• Task: For this exercise, print all of the entries exactly as given.

• Dataset content:
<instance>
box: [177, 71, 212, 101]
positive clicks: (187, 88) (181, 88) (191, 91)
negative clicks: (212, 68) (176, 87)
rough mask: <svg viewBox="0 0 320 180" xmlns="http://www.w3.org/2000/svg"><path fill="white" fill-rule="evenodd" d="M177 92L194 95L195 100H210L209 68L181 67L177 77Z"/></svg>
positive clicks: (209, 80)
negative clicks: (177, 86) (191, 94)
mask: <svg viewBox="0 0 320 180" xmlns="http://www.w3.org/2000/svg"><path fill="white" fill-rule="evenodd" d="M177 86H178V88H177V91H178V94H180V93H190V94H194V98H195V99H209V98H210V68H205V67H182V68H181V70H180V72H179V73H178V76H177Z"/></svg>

• Solution to this task:
<instance>
box: [177, 71, 212, 101]
positive clicks: (187, 88) (181, 88) (191, 91)
negative clicks: (212, 68) (176, 87)
rough mask: <svg viewBox="0 0 320 180" xmlns="http://www.w3.org/2000/svg"><path fill="white" fill-rule="evenodd" d="M177 92L194 95L195 100H210L209 68L181 67L177 77Z"/></svg>
positive clicks: (209, 80)
negative clicks: (177, 86) (191, 94)
mask: <svg viewBox="0 0 320 180" xmlns="http://www.w3.org/2000/svg"><path fill="white" fill-rule="evenodd" d="M177 86H178V88H177V91H178V94H180V93H190V94H194V98H195V99H209V98H210V68H205V67H182V68H181V70H180V72H179V73H178V76H177Z"/></svg>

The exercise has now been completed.